(Exercise details)
Please continue the article about the rapper Cheetah from where it stops, keeping its style.

(Page excerpt)
========
Kim Eun-young (born May 25, 1990), known by her stage name Cheetah (), is a South Korean rapper. Cheetah rose to fame as the winner on the TV competition Unpretty Rapstar. She debuted in 2010 with the song "Stop (Money Can't Buy Me Love)" as a part of the duo Blacklist and was signed under C9 Entertainment. In April 2020, she left C9 Entertainment, which she belonged to from her debut, and founded the one-person agency, Ceuda Entertainment.

Career
Before debuting in the music industry, Cheetah originally performed as an underground rapper on the streets after dropping out of high school. However, in July 2010 she officially debuted with the song "Stop (Money Can't Buy Me Love)" as a part of the hip-hop duo, Blacklist. With fellow member Lucy, the duo released two songs, "Nothing Lasts Forever" and "Stop". However, the group disbanded shortly afterwards.

After Blacklist, Cheetah made several solo appearances including featuring on other rappers' tracks and also appearing on the rap contest TV show Show Me The Money. In 2012, she joined hip-hop artist Crush in another duo group, called Masterpiece. The duo released the single, "Rollercoaster" in May 2012. Again, the group performed poorly with the public and resulted in disbandment.
========
(Stored rows)

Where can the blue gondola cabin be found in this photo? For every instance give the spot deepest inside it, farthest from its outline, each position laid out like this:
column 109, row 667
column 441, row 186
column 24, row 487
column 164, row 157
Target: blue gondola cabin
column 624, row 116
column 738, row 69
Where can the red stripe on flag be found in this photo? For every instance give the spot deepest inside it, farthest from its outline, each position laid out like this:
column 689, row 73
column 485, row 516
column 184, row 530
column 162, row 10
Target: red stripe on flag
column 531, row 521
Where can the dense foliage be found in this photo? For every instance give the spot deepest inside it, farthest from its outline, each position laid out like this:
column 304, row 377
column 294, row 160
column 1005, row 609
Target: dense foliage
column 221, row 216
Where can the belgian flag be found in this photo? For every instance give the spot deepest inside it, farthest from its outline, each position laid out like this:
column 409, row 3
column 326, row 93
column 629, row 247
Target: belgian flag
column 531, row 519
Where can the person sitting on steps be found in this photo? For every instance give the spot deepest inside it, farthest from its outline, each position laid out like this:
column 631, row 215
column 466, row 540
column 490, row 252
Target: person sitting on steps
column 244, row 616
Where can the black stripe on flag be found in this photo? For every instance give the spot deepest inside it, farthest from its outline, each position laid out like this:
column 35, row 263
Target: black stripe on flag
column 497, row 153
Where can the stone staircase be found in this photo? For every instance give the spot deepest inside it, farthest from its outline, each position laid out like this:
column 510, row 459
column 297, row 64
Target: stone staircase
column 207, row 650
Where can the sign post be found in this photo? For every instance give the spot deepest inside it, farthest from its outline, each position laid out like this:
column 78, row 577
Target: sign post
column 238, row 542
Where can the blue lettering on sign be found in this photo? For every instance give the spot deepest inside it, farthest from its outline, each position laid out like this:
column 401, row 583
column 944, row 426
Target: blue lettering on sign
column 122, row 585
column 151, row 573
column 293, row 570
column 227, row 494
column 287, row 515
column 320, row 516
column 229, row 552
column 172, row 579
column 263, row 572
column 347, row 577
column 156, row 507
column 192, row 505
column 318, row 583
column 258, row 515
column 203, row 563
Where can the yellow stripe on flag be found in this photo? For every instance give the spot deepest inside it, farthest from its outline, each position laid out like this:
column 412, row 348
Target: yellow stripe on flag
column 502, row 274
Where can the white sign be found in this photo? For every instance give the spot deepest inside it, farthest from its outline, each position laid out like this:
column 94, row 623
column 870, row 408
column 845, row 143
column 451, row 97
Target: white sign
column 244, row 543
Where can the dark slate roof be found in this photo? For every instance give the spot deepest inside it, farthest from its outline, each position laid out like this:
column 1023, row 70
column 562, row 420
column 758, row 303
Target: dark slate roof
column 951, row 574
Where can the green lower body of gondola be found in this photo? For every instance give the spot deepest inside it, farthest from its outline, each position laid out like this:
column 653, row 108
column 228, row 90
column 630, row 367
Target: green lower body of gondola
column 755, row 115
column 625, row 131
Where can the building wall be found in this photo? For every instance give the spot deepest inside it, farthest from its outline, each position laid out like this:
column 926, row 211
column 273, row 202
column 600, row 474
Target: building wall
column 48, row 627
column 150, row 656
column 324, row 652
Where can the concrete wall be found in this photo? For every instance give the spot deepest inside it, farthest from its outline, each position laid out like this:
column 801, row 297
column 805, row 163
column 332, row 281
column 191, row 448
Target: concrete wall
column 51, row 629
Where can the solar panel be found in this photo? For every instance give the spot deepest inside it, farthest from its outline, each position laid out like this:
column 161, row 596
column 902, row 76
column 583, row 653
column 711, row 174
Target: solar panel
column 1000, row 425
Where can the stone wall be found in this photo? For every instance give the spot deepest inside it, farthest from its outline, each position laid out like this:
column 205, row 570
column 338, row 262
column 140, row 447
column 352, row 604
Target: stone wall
========
(Exercise output)
In 2014, Cheetah released her first EP, called Cheetah Itself. The mini-album showcased her powerful rap and drew attention to her talent as a solo artist. The album aided in placing her on the contestant roster for the rap survival spin-off of Show Me The Money, Unpretty Rapstar.

In early 2015, Cheetah was revealed to be one of the contestants on the TV show Unpretty Rapstar. The competition notably included Lucky J member Jessi, AOA's Jimin, and other underground female rappers. In the show's finale, Cheetah was announced as the winner.

Since her rise in popularity from her appearance and win on Unpretty Rapstar, Cheetah has also appeared in multiple endorsements and fashion spreads. The rapper also participated in designing and releasing a fashion line in collaboration with Push Button.

In March 2015, Cheetah was reported as preparing for a new album, to be released later in the year.

Cheetah released her first single since appearing on Unpretty Rapstar. The song My Number was released on August 2, 2015.

In October 2015 Cheetah collaborated with Kim Junsu on his EP and featured in the track Midnight Show. In the same month, despite being known as a rapper, Cheetah appeared in the MBC singing variety show King of Mask Singer as a jazz singer.

In January 2016, she appeared as a mentor in Produce 101 and continued to reprise her role in the second season, in Produce 48 and in Produce X 101.

In 2018, she released her first Korean-language studio album 28 Identity.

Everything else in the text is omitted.